WHAT THE TASK ASKS – Update these items by changing every "Usage notes" to "Guidelines". Leave everything else as it is.

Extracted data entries
※ ※ ※
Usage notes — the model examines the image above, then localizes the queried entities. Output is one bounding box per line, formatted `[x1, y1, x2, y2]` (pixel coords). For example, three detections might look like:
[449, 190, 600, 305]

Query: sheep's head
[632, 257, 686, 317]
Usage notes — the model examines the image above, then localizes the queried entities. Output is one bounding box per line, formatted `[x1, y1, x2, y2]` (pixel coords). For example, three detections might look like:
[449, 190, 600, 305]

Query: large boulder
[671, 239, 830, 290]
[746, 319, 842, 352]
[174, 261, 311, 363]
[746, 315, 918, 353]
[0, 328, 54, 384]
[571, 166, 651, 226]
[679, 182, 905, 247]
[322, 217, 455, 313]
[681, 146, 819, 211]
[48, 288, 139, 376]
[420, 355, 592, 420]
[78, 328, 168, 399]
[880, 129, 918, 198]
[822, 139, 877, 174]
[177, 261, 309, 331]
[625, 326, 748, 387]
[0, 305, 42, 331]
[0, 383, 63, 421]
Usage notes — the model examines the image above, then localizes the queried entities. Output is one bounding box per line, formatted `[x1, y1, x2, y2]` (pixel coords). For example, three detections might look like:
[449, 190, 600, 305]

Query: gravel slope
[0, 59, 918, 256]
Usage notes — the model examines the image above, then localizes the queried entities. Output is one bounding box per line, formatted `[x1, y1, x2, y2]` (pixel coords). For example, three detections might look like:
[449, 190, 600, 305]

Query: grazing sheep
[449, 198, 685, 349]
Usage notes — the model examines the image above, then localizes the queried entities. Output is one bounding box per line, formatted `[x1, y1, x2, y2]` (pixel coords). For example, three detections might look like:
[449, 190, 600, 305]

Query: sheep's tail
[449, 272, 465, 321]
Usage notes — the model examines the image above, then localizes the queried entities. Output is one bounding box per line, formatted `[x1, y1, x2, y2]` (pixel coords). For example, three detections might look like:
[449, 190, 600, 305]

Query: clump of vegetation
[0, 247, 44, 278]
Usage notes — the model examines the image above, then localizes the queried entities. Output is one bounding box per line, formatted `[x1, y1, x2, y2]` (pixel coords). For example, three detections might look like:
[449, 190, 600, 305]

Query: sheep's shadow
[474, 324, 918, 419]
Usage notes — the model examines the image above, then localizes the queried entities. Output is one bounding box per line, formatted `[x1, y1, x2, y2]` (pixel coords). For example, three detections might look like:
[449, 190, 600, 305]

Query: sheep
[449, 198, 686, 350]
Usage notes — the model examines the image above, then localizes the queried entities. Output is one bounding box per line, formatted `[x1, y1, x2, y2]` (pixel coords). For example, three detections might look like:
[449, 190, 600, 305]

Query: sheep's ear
※ ※ ※
TASK ANSWER –
Guidelines — the model examines the image above, then localizes the queried entities. Output is one bounding box per line, formatted `[x1, y1, x2, y2]` (pixel coords). For example, three detections might look like:
[449, 190, 600, 305]

Query: sheep's head
[632, 257, 686, 317]
Guidelines — the model examines the image above, then localizes the queried entities. Output is one bounding box per line, formatted `[x1, y1, x2, y2]` (pixel coords). For example, three detections might look like:
[449, 190, 600, 305]

Query: large boulder
[671, 239, 830, 290]
[746, 319, 842, 352]
[174, 261, 311, 363]
[746, 315, 918, 353]
[0, 328, 54, 384]
[571, 166, 651, 226]
[679, 182, 905, 247]
[322, 217, 455, 313]
[681, 146, 819, 211]
[48, 288, 139, 376]
[420, 355, 592, 420]
[78, 328, 168, 399]
[880, 129, 918, 198]
[822, 139, 877, 174]
[177, 261, 309, 331]
[625, 326, 748, 387]
[0, 305, 42, 331]
[0, 383, 63, 421]
Guidelines — the model examines the image above, then localizes the queried entities. Output is one bounding box per line, formatted `[x1, y1, x2, y2]` (pixel coords). For example, three detections might look like:
[449, 190, 600, 305]

Query: gravel slope
[0, 59, 918, 256]
Guidelines — the model examines the image above, then localizes the queried entities. Output is one bounding box per line, formatted `[x1, y1, x2, y2]` (pixel coords). For example, three detections might look like:
[449, 190, 600, 305]

Query: grazing sheep
[449, 198, 685, 349]
Guidelines — the model examines the image above, then localizes the queried entities. Output is one bounding box per line, formatted `[x1, y1, x2, y2]` (pixel coords). For example, three detections might look like:
[449, 190, 600, 305]

Query: sheep's tail
[449, 272, 465, 321]
Guidelines — the model examines the image above, then localizes the queried entities. Output is one bounding box per line, formatted `[x1, y1, x2, y2]` (pixel coords). For example, three detections might look like:
[449, 190, 600, 305]

Query: clump of vegetation
[0, 247, 44, 278]
Guidelines — the model examines the image above, then localizes the queried entities. Output is one bounding box per line, formatted `[x1, y1, x2, y2]` (pixel coords). For example, three detections might look like:
[449, 190, 600, 305]

Query: sheep's shadow
[474, 324, 918, 419]
Guidelines — the model examines the image above, then localizes the queried entities. Output is one bounding box per line, formatted `[x1, y1, x2, y2]` (pixel coords). For example, three detections might look like:
[449, 190, 600, 305]

Query: sheep
[449, 198, 686, 350]
Guidelines — the model examines the image above, then localizes the queried entities. Output is one bounding box per line, formatted `[x1, y1, x2, y2]` (pixel coords). For example, three detections might look like:
[449, 190, 600, 305]

Query: sheep's ear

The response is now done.